Reproduce only this part of the listing: the line with "For every instance of the young", plus every line after it through the last.

======== Data in this exercise ========

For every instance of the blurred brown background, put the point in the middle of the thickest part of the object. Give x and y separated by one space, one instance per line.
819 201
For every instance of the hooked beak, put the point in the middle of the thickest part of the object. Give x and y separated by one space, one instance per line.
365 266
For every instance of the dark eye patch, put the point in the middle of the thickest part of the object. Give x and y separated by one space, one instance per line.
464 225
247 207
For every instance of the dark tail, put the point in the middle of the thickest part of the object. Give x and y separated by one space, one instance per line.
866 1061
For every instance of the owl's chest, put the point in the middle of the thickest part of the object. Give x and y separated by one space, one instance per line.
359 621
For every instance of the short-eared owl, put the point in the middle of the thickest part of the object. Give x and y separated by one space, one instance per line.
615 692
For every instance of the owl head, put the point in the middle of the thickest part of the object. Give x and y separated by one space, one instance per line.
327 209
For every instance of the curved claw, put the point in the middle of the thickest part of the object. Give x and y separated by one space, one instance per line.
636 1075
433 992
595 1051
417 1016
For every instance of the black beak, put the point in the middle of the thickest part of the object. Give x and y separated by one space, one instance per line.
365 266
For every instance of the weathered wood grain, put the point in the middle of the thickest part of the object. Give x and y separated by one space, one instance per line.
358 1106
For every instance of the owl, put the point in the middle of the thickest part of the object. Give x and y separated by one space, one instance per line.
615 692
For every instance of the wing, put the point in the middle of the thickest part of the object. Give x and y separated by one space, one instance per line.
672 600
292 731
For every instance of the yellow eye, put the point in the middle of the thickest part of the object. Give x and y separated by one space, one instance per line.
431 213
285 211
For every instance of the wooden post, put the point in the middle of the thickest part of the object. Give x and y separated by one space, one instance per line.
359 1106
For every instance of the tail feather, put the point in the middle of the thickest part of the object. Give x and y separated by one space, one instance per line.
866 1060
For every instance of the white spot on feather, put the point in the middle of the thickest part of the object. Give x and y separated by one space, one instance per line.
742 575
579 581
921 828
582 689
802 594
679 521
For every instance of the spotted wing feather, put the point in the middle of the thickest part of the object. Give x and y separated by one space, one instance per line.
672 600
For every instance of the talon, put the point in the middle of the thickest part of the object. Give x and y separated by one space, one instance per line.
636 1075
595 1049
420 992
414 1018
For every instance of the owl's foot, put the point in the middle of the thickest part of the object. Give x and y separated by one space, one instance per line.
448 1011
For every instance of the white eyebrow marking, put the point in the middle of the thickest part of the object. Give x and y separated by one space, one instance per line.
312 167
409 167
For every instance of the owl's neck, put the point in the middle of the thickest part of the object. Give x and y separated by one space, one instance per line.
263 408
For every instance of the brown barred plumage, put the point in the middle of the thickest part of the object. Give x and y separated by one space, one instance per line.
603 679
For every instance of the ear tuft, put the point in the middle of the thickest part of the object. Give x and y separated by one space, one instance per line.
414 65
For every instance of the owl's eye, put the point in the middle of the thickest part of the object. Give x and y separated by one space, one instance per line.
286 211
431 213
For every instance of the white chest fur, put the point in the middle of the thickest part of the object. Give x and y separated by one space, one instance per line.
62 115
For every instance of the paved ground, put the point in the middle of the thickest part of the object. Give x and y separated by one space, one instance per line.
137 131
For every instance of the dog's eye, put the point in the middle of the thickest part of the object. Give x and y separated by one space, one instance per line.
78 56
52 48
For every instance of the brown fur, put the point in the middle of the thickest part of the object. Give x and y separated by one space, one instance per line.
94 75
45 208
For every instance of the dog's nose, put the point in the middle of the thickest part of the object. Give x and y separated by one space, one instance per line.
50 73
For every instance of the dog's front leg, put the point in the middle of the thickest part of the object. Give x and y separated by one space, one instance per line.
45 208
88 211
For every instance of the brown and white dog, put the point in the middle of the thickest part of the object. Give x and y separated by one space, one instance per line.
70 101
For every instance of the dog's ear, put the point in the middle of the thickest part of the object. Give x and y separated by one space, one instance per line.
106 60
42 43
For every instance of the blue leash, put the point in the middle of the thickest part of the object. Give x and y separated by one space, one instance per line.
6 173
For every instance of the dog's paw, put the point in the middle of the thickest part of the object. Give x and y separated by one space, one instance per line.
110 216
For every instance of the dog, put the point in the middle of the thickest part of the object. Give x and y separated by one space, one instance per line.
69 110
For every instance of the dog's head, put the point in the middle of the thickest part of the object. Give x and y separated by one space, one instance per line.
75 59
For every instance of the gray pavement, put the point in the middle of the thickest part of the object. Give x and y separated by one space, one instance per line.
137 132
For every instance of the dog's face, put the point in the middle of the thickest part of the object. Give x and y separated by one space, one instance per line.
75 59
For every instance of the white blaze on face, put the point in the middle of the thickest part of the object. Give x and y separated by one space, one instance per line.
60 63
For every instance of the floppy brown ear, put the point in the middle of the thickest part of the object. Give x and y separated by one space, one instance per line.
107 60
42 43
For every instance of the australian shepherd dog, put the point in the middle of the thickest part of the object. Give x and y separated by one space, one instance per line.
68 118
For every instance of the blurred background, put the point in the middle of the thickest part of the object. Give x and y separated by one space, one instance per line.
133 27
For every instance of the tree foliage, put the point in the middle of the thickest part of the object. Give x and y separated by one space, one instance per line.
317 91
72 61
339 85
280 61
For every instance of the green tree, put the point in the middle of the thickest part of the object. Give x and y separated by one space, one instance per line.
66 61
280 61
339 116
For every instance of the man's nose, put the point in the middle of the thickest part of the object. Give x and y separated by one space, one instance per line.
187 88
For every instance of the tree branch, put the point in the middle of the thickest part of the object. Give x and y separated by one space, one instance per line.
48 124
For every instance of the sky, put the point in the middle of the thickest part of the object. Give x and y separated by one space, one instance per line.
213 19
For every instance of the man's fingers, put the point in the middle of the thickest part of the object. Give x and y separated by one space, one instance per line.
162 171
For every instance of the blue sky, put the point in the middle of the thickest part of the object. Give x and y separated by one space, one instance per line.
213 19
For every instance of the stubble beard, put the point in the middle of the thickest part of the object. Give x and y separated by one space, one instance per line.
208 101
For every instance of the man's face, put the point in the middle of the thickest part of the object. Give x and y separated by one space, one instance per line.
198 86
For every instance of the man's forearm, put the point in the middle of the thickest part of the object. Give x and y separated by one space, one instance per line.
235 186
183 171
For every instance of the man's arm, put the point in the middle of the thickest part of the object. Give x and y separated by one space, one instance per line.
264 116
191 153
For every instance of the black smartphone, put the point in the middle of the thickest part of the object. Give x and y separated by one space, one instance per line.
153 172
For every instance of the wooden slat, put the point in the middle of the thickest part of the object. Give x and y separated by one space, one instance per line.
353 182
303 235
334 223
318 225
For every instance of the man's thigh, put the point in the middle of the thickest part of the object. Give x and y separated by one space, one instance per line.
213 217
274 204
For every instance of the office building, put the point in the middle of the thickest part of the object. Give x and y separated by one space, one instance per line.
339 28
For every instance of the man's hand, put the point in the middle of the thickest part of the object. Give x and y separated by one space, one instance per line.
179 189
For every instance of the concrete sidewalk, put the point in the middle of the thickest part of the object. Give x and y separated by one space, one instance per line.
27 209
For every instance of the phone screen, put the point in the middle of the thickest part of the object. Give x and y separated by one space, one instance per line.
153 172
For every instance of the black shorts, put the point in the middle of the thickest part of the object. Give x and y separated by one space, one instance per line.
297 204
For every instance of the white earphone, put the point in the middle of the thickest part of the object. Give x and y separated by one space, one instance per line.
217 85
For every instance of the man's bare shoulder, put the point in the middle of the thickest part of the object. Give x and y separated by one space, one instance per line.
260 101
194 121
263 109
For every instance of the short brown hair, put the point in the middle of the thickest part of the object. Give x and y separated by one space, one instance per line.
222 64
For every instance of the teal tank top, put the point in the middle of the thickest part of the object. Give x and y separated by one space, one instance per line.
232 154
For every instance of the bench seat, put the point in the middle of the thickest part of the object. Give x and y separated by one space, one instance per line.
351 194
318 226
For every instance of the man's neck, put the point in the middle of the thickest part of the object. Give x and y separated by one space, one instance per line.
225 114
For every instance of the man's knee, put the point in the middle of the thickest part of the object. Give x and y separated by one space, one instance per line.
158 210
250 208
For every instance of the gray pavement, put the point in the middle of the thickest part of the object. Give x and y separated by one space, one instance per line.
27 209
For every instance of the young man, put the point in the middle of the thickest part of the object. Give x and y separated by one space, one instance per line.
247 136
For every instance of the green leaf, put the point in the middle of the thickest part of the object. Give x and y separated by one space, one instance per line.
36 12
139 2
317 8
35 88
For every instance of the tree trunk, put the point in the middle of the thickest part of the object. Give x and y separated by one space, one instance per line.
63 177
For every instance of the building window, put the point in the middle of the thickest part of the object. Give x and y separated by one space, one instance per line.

========

> _Exercise output_
For every instance of the young man, put the point in the middle of the thickest part of the object. Give x and y separated by one space, one instance per line.
247 136
For every instance of the green leaf, put the point in the middle of the thickest part of the object. Give x and y separated by one space, one instance per line.
36 12
139 2
317 8
35 88
For every instance of the tree trunk, put the point in the middle of the thickest part of the object. Give x and y separated by one space, one instance per line.
63 177
For every instance of the building window, put the point in the middle of the thickest part of the object. Give x and y separated by one space, one instance per line.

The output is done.